— Start Provided data —

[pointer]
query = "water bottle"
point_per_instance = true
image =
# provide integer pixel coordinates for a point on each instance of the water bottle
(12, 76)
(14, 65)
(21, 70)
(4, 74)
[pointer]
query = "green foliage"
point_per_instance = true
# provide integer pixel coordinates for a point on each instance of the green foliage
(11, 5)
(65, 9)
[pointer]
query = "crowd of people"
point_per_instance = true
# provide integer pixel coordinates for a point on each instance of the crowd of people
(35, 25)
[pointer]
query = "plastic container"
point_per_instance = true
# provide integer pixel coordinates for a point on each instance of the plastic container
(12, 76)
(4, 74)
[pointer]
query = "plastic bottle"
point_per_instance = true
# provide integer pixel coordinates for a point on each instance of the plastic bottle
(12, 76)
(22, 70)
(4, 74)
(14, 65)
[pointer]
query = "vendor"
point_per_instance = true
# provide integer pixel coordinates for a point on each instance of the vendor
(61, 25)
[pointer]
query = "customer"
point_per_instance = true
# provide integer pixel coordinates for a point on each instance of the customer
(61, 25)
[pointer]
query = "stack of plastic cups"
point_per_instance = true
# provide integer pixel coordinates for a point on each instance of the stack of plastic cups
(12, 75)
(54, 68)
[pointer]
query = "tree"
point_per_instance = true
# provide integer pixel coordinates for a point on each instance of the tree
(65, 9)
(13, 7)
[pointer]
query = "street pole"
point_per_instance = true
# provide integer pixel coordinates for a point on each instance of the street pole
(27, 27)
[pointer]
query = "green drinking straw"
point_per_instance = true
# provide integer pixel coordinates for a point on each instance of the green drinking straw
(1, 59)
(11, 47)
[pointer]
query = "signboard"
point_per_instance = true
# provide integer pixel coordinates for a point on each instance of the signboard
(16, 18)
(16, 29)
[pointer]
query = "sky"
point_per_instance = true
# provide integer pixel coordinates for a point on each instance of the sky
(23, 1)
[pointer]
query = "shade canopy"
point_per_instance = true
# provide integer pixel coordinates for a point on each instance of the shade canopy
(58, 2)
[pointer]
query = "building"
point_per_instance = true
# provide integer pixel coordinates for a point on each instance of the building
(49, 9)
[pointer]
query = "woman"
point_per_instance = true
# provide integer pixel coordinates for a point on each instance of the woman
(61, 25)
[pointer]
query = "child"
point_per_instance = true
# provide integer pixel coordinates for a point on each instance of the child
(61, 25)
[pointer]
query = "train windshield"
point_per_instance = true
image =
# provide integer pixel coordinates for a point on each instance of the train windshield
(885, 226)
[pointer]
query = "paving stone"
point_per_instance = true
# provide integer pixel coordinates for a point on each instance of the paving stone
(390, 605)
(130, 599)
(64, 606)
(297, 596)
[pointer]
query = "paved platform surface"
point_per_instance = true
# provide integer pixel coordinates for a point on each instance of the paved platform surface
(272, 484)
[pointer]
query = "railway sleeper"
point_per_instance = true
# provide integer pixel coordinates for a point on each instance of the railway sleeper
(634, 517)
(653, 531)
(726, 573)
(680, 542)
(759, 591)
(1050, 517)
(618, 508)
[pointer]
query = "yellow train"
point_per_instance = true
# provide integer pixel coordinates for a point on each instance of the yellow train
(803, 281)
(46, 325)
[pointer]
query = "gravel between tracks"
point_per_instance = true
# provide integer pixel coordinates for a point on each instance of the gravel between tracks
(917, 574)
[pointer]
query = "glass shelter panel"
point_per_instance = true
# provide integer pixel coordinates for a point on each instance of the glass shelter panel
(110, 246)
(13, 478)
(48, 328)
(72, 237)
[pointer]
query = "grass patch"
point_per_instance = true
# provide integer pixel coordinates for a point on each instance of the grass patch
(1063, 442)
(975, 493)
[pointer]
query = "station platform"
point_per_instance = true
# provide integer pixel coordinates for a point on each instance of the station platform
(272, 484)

— End Provided data —

Given exercise >> Exactly as shown, repeat every record.

Reply >>
[pointer]
query = "water bottle"
point_per_instance = true
image =
# provide integer pixel coordinates for a point on each instance of the water bottle
(12, 76)
(14, 65)
(21, 70)
(4, 74)
[pointer]
query = "green foliage"
point_per_instance = true
# provide integer pixel coordinates for a point on each instance of the green foliage
(11, 5)
(65, 9)
[pointer]
query = "crowd of people"
point_per_instance = true
# provide integer pixel coordinates for a point on each instance of the crowd of people
(35, 25)
[pointer]
query = "plastic container"
point_per_instance = true
# provide integer pixel coordinates for a point on each instance of the plastic container
(12, 76)
(4, 74)
[pointer]
query = "plastic bottle"
point_per_instance = true
# provide integer pixel coordinates for a point on each instance of the plastic bottle
(12, 76)
(22, 70)
(4, 74)
(14, 65)
[pointer]
query = "vendor"
point_per_instance = true
# provide integer pixel coordinates for a point on each instance of the vendor
(61, 25)
[pointer]
query = "customer"
point_per_instance = true
# provide integer pixel coordinates for a point on each instance of the customer
(61, 25)
[pointer]
query = "stack of plastic cups"
point_per_instance = true
# provide integer pixel coordinates for a point on each instance of the stack of plastic cups
(12, 75)
(54, 68)
[pointer]
query = "tree"
point_per_instance = true
# provide integer pixel coordinates for a point on each instance of the tree
(65, 9)
(13, 7)
[pointer]
query = "street pole"
point_per_instance = true
# provide integer pixel coordinates for a point on each instance of the street pole
(27, 27)
[pointer]
query = "green drinking straw"
point_per_instance = true
# provide integer pixel coordinates for a point on each instance of the green drinking straw
(1, 59)
(11, 47)
[pointer]
query = "signboard"
point_per_instance = true
# provide integer pixel coordinates for a point on each instance of the signboard
(16, 18)
(16, 29)
[pointer]
query = "sky"
point_per_instance = true
# provide integer pixel coordinates for a point on each instance of the sky
(23, 1)
[pointer]
query = "shade canopy"
point_per_instance = true
# provide integer pixel coordinates for a point on each instance of the shade canopy
(58, 2)
[pointer]
query = "building"
point_per_instance = true
# provide integer pixel coordinates for a point on each instance of the building
(49, 9)
[pointer]
query = "woman"
point_per_instance = true
# provide integer pixel coordinates for a point on each instance of the woman
(61, 25)
[pointer]
query = "child"
point_per_instance = true
# provide integer pixel coordinates for a point on each instance of the child
(61, 25)
[pointer]
query = "train windshield"
point_per_instance = true
image =
# provide integer pixel coordinates for a point on each instance of the train windshield
(885, 226)
[pointer]
query = "paving stone"
point_per_instance = true
# provide integer pixel coordinates for a point on each instance of the paving stone
(390, 605)
(130, 599)
(64, 606)
(297, 596)
[pointer]
query = "paved platform surface"
point_per_instance = true
# provide integer pixel coordinates for a point on each instance of the paved platform surface
(272, 484)
[pointer]
query = "railway sleeper"
point_per_instance = true
# provide integer pixel coordinates for a point on each instance of the railway sleeper
(634, 517)
(653, 531)
(726, 573)
(680, 542)
(759, 591)
(1050, 517)
(618, 508)
[pointer]
query = "yellow train"
point_per_instance = true
# provide integer pixel coordinates for a point on each instance of the yellow train
(803, 281)
(46, 325)
[pointer]
query = "gravel between tracks"
point_per_instance = true
# provide integer pixel coordinates for a point on each instance of the gravel between tracks
(917, 574)
[pointer]
query = "glass shelter panel"
point_per_instance = true
# provide integer pixel coordinates for a point on each instance of the glass shelter panel
(110, 246)
(13, 478)
(48, 328)
(72, 237)
[pointer]
query = "grass patch"
point_per_instance = true
# provide integer pixel coordinates for a point on each instance of the grass patch
(1063, 442)
(975, 493)
[pointer]
query = "station platform"
point_per_instance = true
# provide integer pixel coordinates for a point on each instance of the station platform
(272, 484)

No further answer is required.